Items:
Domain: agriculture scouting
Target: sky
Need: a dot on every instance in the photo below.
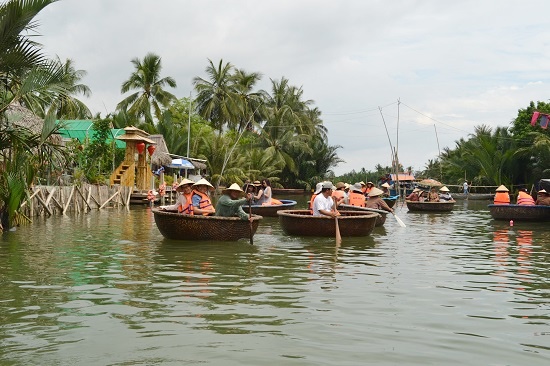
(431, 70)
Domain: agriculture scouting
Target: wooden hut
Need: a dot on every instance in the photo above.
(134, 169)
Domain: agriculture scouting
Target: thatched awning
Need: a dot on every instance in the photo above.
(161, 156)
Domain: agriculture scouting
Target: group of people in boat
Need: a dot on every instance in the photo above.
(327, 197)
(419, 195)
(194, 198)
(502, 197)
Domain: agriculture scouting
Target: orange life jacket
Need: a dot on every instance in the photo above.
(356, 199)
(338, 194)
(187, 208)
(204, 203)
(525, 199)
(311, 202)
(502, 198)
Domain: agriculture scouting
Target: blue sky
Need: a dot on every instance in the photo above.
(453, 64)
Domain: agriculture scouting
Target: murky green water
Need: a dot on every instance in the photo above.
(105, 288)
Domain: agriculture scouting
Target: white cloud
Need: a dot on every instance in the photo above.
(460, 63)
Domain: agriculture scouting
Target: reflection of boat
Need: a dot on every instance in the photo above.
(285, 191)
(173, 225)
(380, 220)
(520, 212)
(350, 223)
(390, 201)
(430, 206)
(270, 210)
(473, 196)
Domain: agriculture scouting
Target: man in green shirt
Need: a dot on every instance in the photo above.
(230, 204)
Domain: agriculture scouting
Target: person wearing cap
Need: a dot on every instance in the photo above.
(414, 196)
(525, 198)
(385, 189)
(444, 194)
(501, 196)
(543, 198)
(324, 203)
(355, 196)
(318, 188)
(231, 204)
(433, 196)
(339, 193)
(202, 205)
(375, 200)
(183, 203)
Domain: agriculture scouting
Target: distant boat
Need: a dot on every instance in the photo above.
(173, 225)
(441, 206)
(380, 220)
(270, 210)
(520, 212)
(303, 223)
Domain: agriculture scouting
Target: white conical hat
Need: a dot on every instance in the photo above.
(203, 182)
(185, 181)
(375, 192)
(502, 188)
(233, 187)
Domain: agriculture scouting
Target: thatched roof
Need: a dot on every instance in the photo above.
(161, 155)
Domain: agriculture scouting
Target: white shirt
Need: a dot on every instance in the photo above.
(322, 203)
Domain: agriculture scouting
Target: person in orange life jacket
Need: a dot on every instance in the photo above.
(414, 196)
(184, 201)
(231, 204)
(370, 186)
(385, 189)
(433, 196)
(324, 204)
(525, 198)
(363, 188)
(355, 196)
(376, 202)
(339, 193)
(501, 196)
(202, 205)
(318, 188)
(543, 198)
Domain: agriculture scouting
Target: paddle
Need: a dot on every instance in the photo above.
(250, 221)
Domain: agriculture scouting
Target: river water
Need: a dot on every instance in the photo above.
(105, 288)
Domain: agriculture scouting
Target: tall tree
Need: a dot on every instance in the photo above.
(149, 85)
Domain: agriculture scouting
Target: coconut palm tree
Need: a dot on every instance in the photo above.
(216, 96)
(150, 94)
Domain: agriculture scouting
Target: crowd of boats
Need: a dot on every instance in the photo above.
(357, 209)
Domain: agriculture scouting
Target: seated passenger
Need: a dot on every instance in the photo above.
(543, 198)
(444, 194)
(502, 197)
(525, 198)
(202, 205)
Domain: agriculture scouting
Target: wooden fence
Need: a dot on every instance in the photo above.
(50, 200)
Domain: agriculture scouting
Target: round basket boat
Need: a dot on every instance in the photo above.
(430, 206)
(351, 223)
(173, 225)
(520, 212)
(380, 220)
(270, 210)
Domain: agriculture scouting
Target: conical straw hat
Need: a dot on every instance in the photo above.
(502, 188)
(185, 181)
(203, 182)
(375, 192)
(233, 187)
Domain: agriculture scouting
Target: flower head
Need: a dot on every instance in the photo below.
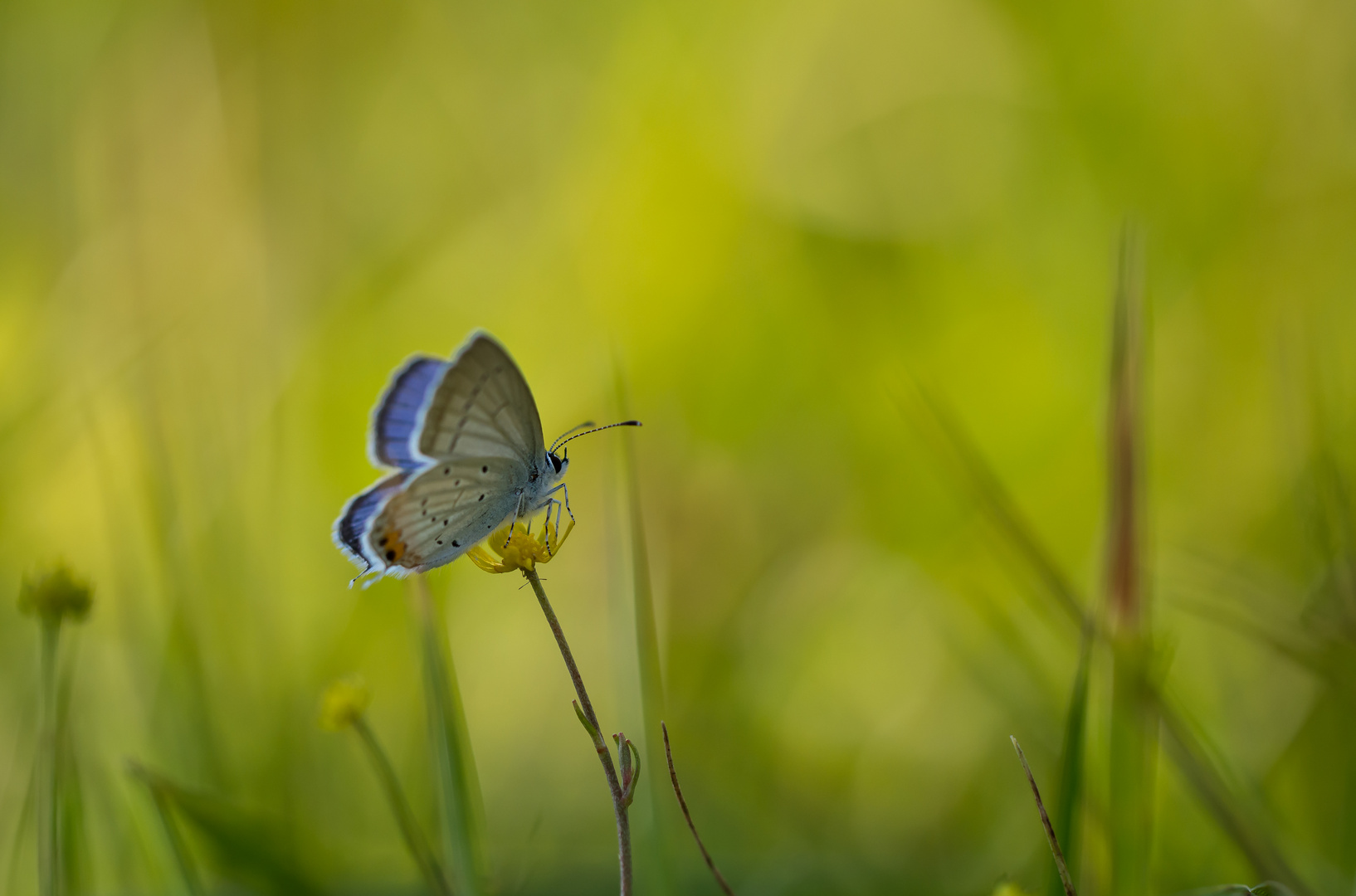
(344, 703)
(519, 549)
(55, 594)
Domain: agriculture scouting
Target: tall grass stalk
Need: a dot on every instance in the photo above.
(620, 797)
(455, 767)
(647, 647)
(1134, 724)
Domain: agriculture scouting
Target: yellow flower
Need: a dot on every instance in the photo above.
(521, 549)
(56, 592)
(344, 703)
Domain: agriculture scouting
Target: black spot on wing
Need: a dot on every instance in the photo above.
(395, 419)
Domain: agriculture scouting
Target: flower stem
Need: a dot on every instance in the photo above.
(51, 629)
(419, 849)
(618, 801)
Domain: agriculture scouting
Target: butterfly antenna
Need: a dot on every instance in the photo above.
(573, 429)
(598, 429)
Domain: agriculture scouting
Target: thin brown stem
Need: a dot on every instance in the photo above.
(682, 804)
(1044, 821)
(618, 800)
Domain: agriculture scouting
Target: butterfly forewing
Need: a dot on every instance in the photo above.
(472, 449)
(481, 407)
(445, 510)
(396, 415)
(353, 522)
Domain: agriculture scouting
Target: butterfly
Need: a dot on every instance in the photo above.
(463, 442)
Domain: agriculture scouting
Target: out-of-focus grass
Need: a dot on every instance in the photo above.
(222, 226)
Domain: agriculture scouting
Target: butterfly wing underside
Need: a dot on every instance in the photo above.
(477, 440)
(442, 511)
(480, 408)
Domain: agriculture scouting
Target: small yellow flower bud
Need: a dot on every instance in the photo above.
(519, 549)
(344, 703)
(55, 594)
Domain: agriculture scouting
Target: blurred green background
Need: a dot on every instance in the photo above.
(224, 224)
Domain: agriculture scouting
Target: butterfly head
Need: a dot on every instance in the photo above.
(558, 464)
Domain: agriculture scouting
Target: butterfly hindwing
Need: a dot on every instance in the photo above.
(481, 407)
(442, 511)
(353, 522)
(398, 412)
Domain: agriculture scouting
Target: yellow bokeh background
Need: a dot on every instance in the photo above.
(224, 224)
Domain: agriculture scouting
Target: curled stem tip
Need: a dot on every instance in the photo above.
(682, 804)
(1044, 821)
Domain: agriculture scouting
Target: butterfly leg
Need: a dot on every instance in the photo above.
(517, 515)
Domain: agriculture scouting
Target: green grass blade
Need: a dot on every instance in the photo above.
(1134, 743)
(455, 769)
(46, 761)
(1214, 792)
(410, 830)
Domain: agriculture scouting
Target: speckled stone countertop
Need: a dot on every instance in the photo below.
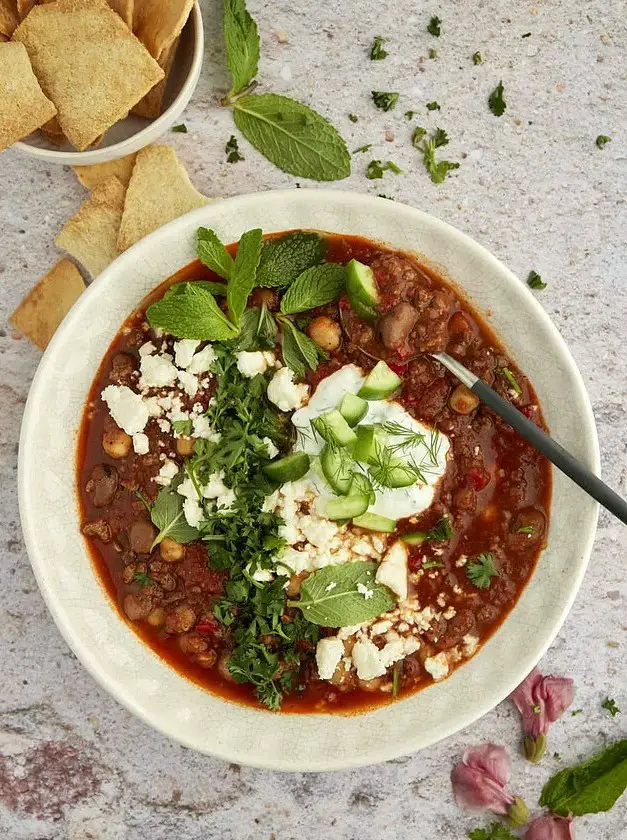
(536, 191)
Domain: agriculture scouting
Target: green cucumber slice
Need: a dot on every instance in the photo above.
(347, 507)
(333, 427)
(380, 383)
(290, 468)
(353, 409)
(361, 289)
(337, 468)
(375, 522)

Problem to solve:
Set down the material above as is, without any pictures.

The output:
Domain: agriculture scouting
Target: sky
Need: a dot on every instance in the photo below.
(431, 70)
Domain: agriculture scouting
Target: wooden hut
Need: a dot on every instance in the photo above.
(134, 169)
Domain: agriculture scouting
Target: thatched awning
Need: a dot on every instance in the photo above.
(161, 156)
Domain: agriculture scouting
Target: group of people in boat
Need: a dot on every instance in the photo above.
(327, 197)
(419, 195)
(194, 198)
(502, 197)
Domain: agriculture scouting
Target: orange life jacket
Need: a dot on every instance in the photo above.
(356, 199)
(338, 194)
(187, 208)
(204, 203)
(525, 199)
(311, 202)
(502, 198)
Domain: agriculture scouting
Target: blue sky
Need: a dot on every instance in the photo above.
(453, 64)
Domain: agriculture scouting
Target: murky green water
Need: a dot on every instance in the photo above.
(105, 288)
Domain: agriculture scouting
Target: white cloud
Need: a dot on every instance in the photo above.
(460, 63)
Domain: agriculture scouting
Target: reflection of boat
Need: a dot on every instance in the photo above.
(285, 191)
(173, 225)
(380, 220)
(520, 212)
(350, 223)
(390, 201)
(430, 206)
(270, 210)
(473, 196)
Domain: agriculture scouting
Target: man in green shirt
Need: a dot on every instance in the photo above.
(230, 204)
Domain: agriculture scouting
Target: person wearing cap
Need: a dot on every instance in the photo above.
(414, 196)
(525, 198)
(385, 189)
(444, 194)
(501, 196)
(543, 198)
(324, 203)
(355, 196)
(318, 188)
(231, 204)
(433, 196)
(339, 193)
(202, 205)
(375, 200)
(183, 203)
Domain: agriculture scouting
Target: distant boat
Need: a dot on every instance in the photo above.
(173, 225)
(441, 206)
(380, 220)
(270, 210)
(520, 212)
(303, 223)
Domain: agriculture scouting
Target: white conical hat
Need: a dot on every instance in the photo above.
(203, 182)
(185, 181)
(375, 192)
(502, 188)
(233, 187)
Domain: agriculture scouting
Target: thatched roof
Need: a dot on every instance in the photo above.
(161, 155)
Domain: agriculture scouting
Target: white shirt
Need: a dot on every instance in the photo above.
(322, 203)
Domain: agriculture scouting
Target: person in orange life jacket
Need: a dot on every instance in the photo above.
(414, 196)
(184, 201)
(231, 204)
(370, 186)
(385, 189)
(433, 196)
(324, 204)
(525, 198)
(363, 188)
(355, 196)
(376, 202)
(339, 193)
(501, 196)
(202, 205)
(318, 188)
(543, 198)
Domain: agriculture scouting
Target: paddle
Need: a dot on every instance in the photo above.
(250, 221)
Domain: agriculture scouting
Target: river water
Need: a dot on every instance in the photo above.
(105, 288)
Domain: agriculture scouting
Target: tall tree
Need: a dot on every instance in the photo above.
(149, 85)
Domain: agriculture scouting
Target: coconut palm tree
Need: a dot on every instance in the photo above.
(216, 96)
(150, 94)
Domain: agriculture scouting
Target: crowd of boats
Need: a dot on every instance in the photo above.
(357, 209)
Domain: agriculture scouting
Target: seated passenger
Need: a dot on every instance in the photo above.
(543, 198)
(444, 194)
(502, 197)
(525, 198)
(202, 205)
Domain: agriculture scouting
Target: wooden fence
Need: a dot on every instance in the photo above.
(50, 200)
Domain: agriculture scouting
Target: round basket boat
Need: a dot on every instance in the photo above.
(430, 206)
(351, 223)
(173, 225)
(520, 212)
(380, 220)
(270, 210)
Domain: agriculture scouting
Target: conical straw hat
Need: a dot on every instance in the photo above.
(502, 188)
(185, 181)
(203, 182)
(375, 192)
(233, 187)
Domain: agriculture scouting
Target: flower head
Need: a dot on every instance in the photo below.
(344, 703)
(519, 549)
(55, 594)
Domain: agriculture scouting
Target: tall grass stalk
Need: a dot on every instance in the photo above.
(620, 797)
(455, 767)
(647, 647)
(1134, 724)
Domain: agriculture scouting
Target: yellow flower
Need: a dot on every instance in the photo above.
(521, 549)
(56, 592)
(344, 703)
Domain: agriculture scouting
Target: black spot on wing
Need: a dot on every instance in the photo above.
(395, 419)
Domain: agriculture scouting
Target: flower stem
Need: a dot on every instance in the photo above.
(51, 629)
(419, 849)
(618, 801)
Domain: agriculture scouting
Target: butterfly antenna
Need: a dot on every instance in the photo above.
(573, 429)
(598, 429)
Domain: agriculture scouting
Target: thin brown stem
Need: a dot on every instance in the photo above.
(682, 804)
(1044, 821)
(618, 800)
Domain: agriculture scouting
Target: butterfly forewing
Need: a dot on every instance in the photo above.
(472, 449)
(481, 407)
(445, 510)
(396, 415)
(353, 522)
Domain: agriculture scouting
Target: butterfly
Need: a dot on every instance in the photo above.
(463, 442)
Domain: agriculture scouting
Target: out-of-focus grass
Need: a dot on every instance in the photo above.
(222, 226)
Domain: agriculture scouting
Target: butterfly wing underside
Need: a dot on every instance in the photo above.
(477, 440)
(442, 511)
(480, 408)
Domain: agriculture scouting
Target: small yellow flower bud
Need: a dot on every instance in the photo above.
(519, 549)
(344, 703)
(55, 594)
Domain: agriculture scouting
Target: blurred green background
Need: a dot on every instance in the photo above.
(224, 224)
Domain: agriculture scouting
Target: butterfly head
Need: a dot on every instance in the photo above.
(558, 464)
Domain: agriculture scouting
Target: butterfly hindwing
Need: a dot on every instance in the photo above.
(481, 407)
(442, 511)
(353, 522)
(398, 412)
Domain: agriculture scouting
Target: yellow bokeh background
Need: a dot on every instance in the photo above.
(224, 224)
Domain: agriculture scouting
Target: curled stem tip
Need: a dot on every instance in the photo above.
(682, 804)
(1044, 821)
Domain: agriculture scouting
Target: butterfly leg
Need: a dot on every instance in the photo above.
(517, 515)
Domain: agriculture scouting
Target: green grass blade
Need: a dot on every instance in the photo above.
(1134, 743)
(455, 769)
(46, 761)
(1214, 792)
(410, 830)
Domain: agriculture scouting
Target: speckled stone countertop
Need: a dot on every instance in the photo below.
(536, 191)
Domain: agriculture scouting
Target: green cucumber slice
Need: a dot on every instance in the photo above.
(347, 507)
(333, 427)
(380, 383)
(290, 468)
(353, 409)
(361, 289)
(337, 468)
(375, 522)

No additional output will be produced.